THE PROBLEM.
Retype the data exactly, skipping any picture in it.

"""

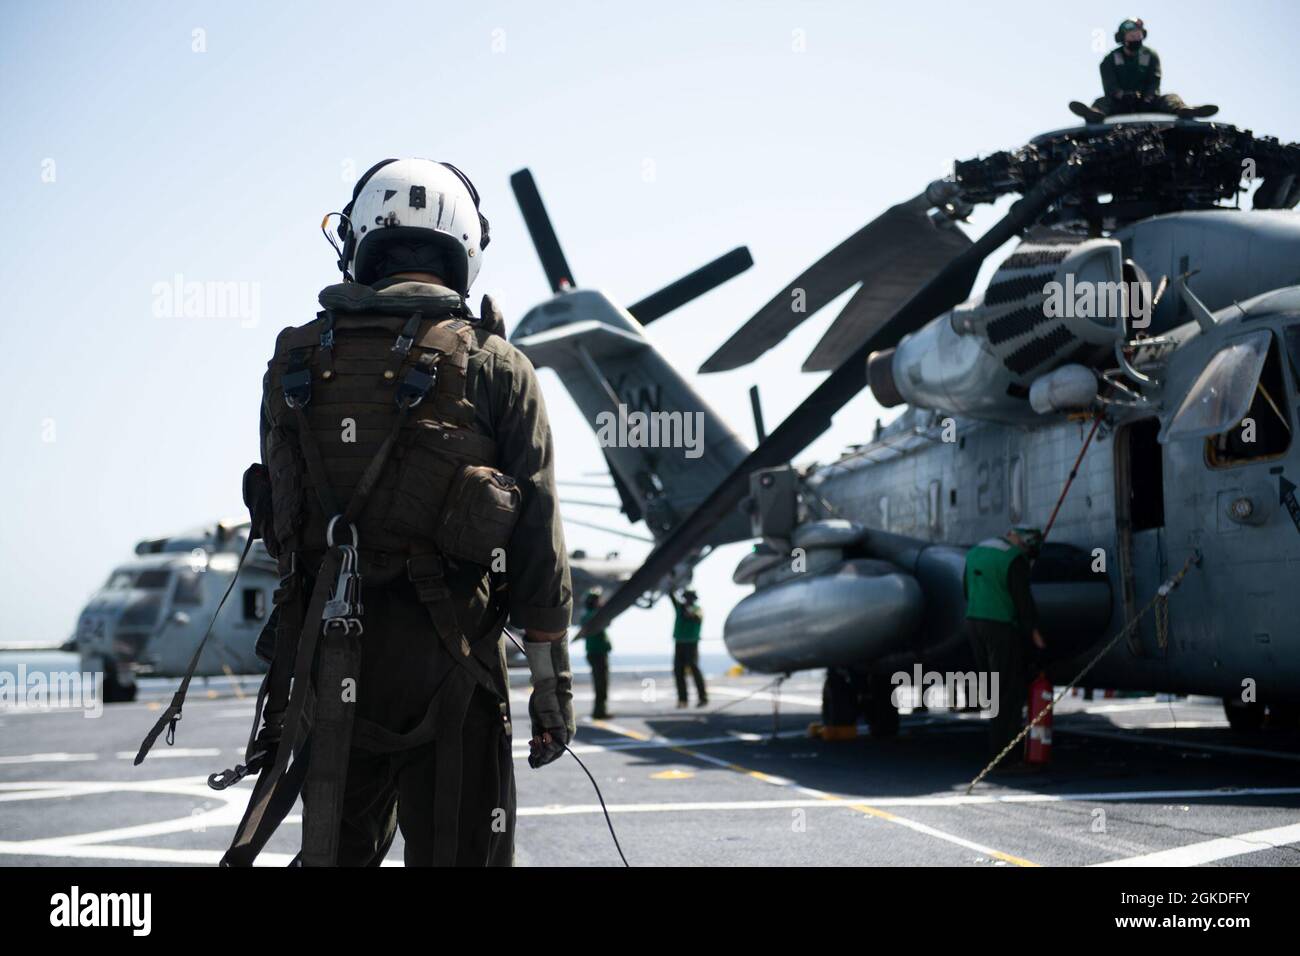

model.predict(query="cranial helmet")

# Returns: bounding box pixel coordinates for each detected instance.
[1010,526,1044,556]
[1115,17,1146,43]
[337,158,490,293]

"""

OUTPUT OF THE EXERCISE.
model.predict(query="cranial helmet")

# Returns: bounding box pixel coordinates for each detected instance.
[1010,526,1044,556]
[1115,17,1146,43]
[337,158,490,293]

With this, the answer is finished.